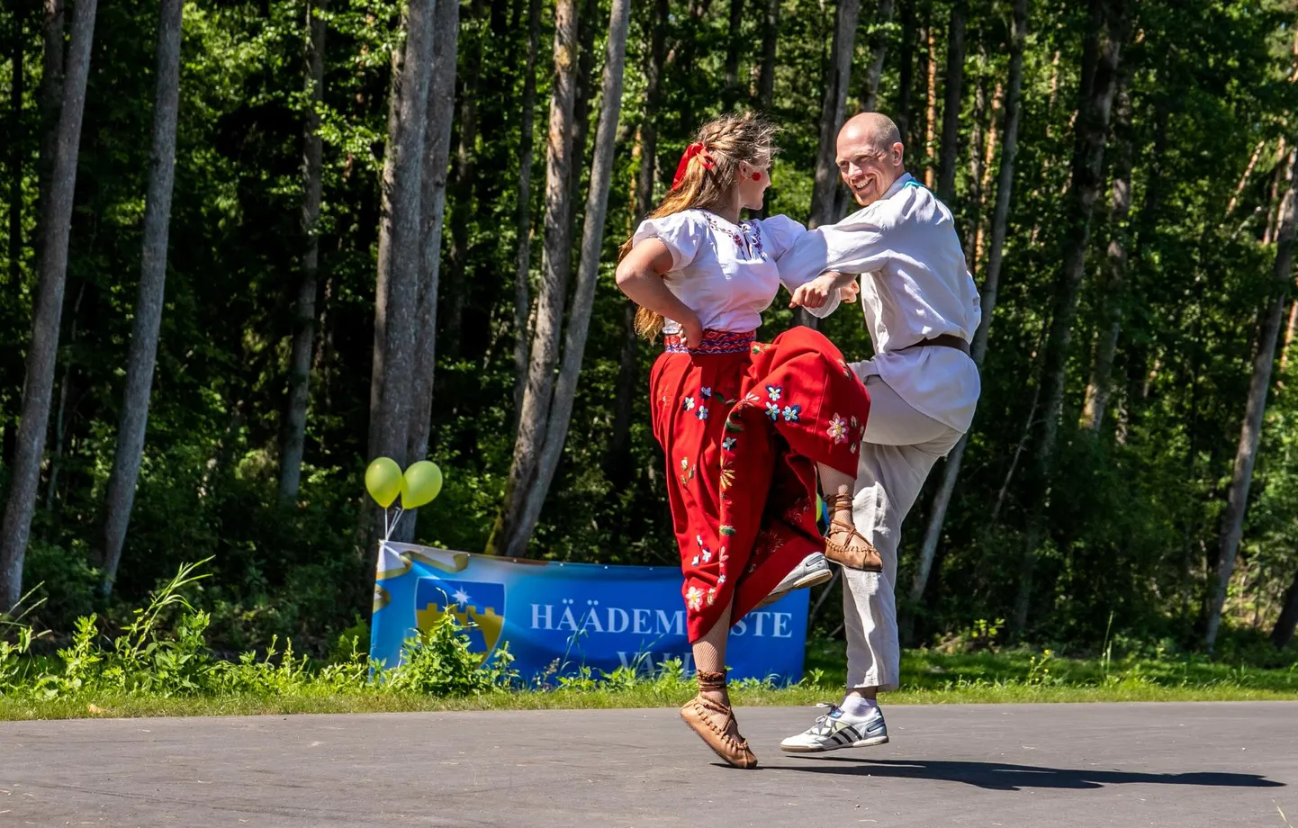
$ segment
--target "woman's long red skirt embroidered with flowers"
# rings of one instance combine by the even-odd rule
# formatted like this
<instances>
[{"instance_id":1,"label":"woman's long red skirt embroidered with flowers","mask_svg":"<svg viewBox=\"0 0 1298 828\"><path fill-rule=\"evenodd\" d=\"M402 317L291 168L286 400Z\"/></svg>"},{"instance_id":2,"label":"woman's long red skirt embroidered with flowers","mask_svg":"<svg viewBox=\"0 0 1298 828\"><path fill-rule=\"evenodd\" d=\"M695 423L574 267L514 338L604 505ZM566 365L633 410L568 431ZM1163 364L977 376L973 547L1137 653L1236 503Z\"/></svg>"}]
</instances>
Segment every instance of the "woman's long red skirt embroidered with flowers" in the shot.
<instances>
[{"instance_id":1,"label":"woman's long red skirt embroidered with flowers","mask_svg":"<svg viewBox=\"0 0 1298 828\"><path fill-rule=\"evenodd\" d=\"M803 558L824 550L816 463L857 475L870 395L823 335L796 327L770 345L706 331L667 336L649 379L667 456L691 642L729 605L737 623Z\"/></svg>"}]
</instances>

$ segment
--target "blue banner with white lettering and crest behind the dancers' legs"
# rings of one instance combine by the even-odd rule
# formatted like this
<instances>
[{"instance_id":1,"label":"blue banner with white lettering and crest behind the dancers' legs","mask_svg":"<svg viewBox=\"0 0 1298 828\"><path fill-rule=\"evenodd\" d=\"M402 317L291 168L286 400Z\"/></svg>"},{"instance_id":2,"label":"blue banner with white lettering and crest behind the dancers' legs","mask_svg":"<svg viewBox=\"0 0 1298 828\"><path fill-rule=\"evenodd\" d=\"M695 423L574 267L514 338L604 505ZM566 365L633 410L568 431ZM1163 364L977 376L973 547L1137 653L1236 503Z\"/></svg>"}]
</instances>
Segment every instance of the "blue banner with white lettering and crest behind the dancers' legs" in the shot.
<instances>
[{"instance_id":1,"label":"blue banner with white lettering and crest behind the dancers' legs","mask_svg":"<svg viewBox=\"0 0 1298 828\"><path fill-rule=\"evenodd\" d=\"M693 672L680 570L497 558L384 542L374 584L370 655L387 667L402 642L445 613L466 628L485 662L506 641L526 681L652 670L679 658ZM800 681L809 592L749 613L731 629L732 679Z\"/></svg>"}]
</instances>

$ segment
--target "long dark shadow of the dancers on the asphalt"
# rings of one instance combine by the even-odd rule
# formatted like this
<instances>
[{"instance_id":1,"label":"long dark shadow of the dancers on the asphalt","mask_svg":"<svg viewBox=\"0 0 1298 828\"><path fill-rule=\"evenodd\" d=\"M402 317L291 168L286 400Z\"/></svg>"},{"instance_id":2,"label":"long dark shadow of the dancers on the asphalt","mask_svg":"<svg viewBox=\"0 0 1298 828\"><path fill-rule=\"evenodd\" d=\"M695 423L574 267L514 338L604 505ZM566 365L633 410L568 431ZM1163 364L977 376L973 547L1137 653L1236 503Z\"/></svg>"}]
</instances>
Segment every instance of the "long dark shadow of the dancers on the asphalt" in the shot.
<instances>
[{"instance_id":1,"label":"long dark shadow of the dancers on the asphalt","mask_svg":"<svg viewBox=\"0 0 1298 828\"><path fill-rule=\"evenodd\" d=\"M767 764L766 767L772 767ZM948 762L931 759L849 759L824 757L807 762L781 763L780 770L810 773L849 773L858 776L890 776L894 779L931 779L964 783L988 790L1019 790L1022 788L1071 788L1085 790L1105 785L1203 785L1223 788L1284 788L1284 783L1255 773L1223 773L1198 771L1193 773L1137 773L1131 771L1102 771L1036 767L1031 764L1005 764L1001 762Z\"/></svg>"}]
</instances>

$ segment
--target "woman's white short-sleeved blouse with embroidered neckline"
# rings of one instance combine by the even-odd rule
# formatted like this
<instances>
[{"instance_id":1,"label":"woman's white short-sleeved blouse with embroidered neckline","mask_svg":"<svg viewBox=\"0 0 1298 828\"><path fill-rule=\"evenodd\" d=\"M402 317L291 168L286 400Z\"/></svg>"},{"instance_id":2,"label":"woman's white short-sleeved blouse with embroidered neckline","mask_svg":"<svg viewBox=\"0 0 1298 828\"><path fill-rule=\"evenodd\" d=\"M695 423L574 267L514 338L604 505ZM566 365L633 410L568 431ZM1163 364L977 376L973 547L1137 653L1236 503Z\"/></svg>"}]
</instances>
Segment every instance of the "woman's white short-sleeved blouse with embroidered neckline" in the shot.
<instances>
[{"instance_id":1,"label":"woman's white short-sleeved blouse with embroidered neckline","mask_svg":"<svg viewBox=\"0 0 1298 828\"><path fill-rule=\"evenodd\" d=\"M663 275L667 289L698 314L705 328L742 334L762 324L762 311L780 289L775 260L805 232L787 215L732 225L707 210L683 210L641 222L632 247L645 239L662 241L671 250L671 270ZM800 284L785 287L793 291ZM679 334L680 326L667 319L663 330Z\"/></svg>"}]
</instances>

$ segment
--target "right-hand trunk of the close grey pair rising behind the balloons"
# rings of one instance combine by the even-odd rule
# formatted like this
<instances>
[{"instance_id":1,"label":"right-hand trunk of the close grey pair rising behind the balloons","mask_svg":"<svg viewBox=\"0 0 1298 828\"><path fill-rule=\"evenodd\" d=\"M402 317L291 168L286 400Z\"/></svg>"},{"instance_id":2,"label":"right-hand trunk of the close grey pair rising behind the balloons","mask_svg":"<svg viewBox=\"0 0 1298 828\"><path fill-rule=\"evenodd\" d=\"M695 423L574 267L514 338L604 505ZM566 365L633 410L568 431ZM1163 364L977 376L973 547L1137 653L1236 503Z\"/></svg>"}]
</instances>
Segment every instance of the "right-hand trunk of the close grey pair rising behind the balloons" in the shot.
<instances>
[{"instance_id":1,"label":"right-hand trunk of the close grey pair rising behind the balloons","mask_svg":"<svg viewBox=\"0 0 1298 828\"><path fill-rule=\"evenodd\" d=\"M417 462L428 454L432 427L432 387L437 367L437 288L441 282L441 235L447 219L450 131L456 117L456 67L459 47L459 4L437 1L432 35L432 75L428 83L428 125L423 135L423 191L419 196L419 288L411 376L410 433L406 456ZM414 517L402 537L414 537Z\"/></svg>"}]
</instances>

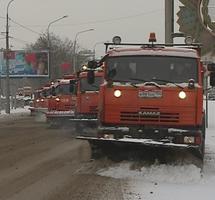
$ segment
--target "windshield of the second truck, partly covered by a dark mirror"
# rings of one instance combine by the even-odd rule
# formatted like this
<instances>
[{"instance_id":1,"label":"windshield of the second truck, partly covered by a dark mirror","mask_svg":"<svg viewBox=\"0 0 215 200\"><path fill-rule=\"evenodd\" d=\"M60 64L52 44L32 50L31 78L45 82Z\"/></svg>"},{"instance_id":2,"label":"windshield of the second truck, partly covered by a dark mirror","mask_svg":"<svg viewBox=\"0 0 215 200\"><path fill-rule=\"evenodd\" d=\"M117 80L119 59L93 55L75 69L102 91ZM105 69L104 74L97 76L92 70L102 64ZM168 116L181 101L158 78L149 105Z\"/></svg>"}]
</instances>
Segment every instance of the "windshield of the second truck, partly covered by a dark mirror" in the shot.
<instances>
[{"instance_id":1,"label":"windshield of the second truck, partly covered by a dark mirror","mask_svg":"<svg viewBox=\"0 0 215 200\"><path fill-rule=\"evenodd\" d=\"M89 84L87 78L82 78L80 82L81 92L85 91L99 91L99 86L103 81L103 77L95 77L95 82Z\"/></svg>"}]
</instances>

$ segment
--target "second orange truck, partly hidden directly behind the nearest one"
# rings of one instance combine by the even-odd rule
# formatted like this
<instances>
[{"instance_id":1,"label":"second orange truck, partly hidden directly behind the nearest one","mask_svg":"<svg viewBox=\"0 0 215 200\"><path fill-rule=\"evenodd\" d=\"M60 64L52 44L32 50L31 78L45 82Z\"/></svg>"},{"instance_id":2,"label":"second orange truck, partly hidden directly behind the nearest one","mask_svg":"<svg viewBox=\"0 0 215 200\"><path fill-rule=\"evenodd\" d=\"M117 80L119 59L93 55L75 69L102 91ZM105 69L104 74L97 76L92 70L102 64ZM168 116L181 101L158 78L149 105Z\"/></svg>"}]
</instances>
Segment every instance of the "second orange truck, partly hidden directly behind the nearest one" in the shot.
<instances>
[{"instance_id":1,"label":"second orange truck, partly hidden directly behind the nearest one","mask_svg":"<svg viewBox=\"0 0 215 200\"><path fill-rule=\"evenodd\" d=\"M86 134L88 128L97 128L99 89L104 82L103 69L94 72L93 80L92 84L88 82L87 70L81 71L77 78L75 115L70 121L75 124L78 134Z\"/></svg>"}]
</instances>

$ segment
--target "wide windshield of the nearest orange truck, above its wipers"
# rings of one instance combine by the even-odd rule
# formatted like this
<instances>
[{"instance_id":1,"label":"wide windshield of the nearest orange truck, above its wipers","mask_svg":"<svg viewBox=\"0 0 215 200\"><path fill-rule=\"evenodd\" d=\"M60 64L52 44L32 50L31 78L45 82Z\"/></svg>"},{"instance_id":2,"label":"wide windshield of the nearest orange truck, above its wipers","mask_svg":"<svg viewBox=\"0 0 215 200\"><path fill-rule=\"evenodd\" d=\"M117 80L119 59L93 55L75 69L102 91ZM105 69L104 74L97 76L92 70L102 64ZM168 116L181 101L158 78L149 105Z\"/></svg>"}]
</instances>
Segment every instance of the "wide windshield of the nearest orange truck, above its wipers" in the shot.
<instances>
[{"instance_id":1,"label":"wide windshield of the nearest orange truck, above its wipers","mask_svg":"<svg viewBox=\"0 0 215 200\"><path fill-rule=\"evenodd\" d=\"M136 80L153 81L158 84L167 84L168 81L169 83L187 83L189 79L198 82L198 65L195 58L185 57L109 57L107 77L113 81L133 83L136 83Z\"/></svg>"}]
</instances>

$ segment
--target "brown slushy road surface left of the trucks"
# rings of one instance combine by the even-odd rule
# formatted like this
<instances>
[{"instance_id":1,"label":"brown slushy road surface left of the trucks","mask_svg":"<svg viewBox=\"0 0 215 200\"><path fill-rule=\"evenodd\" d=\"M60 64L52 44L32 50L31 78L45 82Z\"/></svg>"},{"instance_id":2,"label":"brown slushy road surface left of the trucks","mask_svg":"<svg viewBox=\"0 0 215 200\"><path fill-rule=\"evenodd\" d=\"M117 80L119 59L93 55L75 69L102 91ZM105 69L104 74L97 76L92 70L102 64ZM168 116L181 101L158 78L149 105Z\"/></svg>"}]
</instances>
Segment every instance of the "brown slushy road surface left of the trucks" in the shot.
<instances>
[{"instance_id":1,"label":"brown slushy road surface left of the trucks","mask_svg":"<svg viewBox=\"0 0 215 200\"><path fill-rule=\"evenodd\" d=\"M123 181L96 174L110 164L91 160L72 129L50 129L30 116L0 120L1 200L121 200Z\"/></svg>"}]
</instances>

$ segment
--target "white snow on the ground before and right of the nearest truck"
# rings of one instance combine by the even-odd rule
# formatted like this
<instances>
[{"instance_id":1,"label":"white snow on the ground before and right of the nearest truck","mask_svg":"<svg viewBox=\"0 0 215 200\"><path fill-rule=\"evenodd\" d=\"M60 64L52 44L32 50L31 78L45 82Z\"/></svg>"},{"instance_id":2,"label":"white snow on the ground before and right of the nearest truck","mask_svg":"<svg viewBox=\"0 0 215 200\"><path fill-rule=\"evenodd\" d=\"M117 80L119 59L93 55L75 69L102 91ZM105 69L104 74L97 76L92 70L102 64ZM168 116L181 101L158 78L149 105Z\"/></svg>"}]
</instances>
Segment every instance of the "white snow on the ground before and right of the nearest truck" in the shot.
<instances>
[{"instance_id":1,"label":"white snow on the ground before and right of the nearest truck","mask_svg":"<svg viewBox=\"0 0 215 200\"><path fill-rule=\"evenodd\" d=\"M125 162L98 171L98 175L125 180L126 200L213 200L215 196L215 101L209 102L209 127L203 174L194 165L152 165L139 170Z\"/></svg>"}]
</instances>

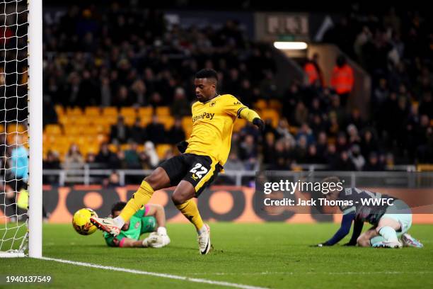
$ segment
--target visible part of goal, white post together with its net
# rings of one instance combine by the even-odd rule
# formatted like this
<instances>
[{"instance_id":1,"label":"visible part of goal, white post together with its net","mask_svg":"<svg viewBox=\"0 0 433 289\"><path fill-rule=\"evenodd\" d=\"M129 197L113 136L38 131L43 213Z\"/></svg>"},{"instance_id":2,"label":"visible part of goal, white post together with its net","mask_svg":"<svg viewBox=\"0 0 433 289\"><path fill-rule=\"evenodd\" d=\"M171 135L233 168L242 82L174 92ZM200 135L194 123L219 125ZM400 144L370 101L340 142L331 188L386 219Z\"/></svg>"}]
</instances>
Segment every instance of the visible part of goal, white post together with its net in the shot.
<instances>
[{"instance_id":1,"label":"visible part of goal, white post together with its net","mask_svg":"<svg viewBox=\"0 0 433 289\"><path fill-rule=\"evenodd\" d=\"M0 53L0 258L40 258L42 0L0 0Z\"/></svg>"}]
</instances>

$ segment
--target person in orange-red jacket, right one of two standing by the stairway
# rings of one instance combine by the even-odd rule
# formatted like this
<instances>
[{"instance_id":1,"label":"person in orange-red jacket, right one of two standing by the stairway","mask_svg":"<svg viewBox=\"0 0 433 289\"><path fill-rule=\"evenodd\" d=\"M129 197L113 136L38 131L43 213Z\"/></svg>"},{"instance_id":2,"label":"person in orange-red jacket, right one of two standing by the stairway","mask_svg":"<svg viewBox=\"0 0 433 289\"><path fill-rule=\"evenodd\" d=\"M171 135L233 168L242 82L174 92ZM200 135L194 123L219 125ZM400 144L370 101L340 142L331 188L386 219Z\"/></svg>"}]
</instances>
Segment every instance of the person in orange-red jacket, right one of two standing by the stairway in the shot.
<instances>
[{"instance_id":1,"label":"person in orange-red jacket, right one of two standing by the stairway","mask_svg":"<svg viewBox=\"0 0 433 289\"><path fill-rule=\"evenodd\" d=\"M352 92L354 85L353 69L347 64L346 57L339 55L331 76L331 86L340 96L341 105L346 107L347 99Z\"/></svg>"}]
</instances>

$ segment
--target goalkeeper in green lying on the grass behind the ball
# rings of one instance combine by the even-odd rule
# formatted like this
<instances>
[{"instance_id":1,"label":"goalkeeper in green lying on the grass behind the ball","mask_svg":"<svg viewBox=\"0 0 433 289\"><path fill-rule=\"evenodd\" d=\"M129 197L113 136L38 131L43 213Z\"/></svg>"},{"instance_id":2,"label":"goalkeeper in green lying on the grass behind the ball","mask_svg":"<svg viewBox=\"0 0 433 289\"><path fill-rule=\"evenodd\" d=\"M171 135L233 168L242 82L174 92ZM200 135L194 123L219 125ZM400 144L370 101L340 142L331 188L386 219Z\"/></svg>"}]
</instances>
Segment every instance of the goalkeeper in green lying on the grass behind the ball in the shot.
────────
What the task asks
For every line above that has "green" in it, copy the line.

Output below
--target goalkeeper in green lying on the grass behind the ball
[{"instance_id":1,"label":"goalkeeper in green lying on the grass behind the ball","mask_svg":"<svg viewBox=\"0 0 433 289\"><path fill-rule=\"evenodd\" d=\"M129 197L113 136L38 131L43 213Z\"/></svg>"},{"instance_id":2,"label":"goalkeeper in green lying on the grass behind the ball","mask_svg":"<svg viewBox=\"0 0 433 289\"><path fill-rule=\"evenodd\" d=\"M171 135L233 168L242 82L174 92ZM200 135L194 123L219 125ZM400 144L370 101L340 142L331 188L386 219Z\"/></svg>"}]
Segment every instance of the goalkeeper in green lying on the grass behind the ball in the shot.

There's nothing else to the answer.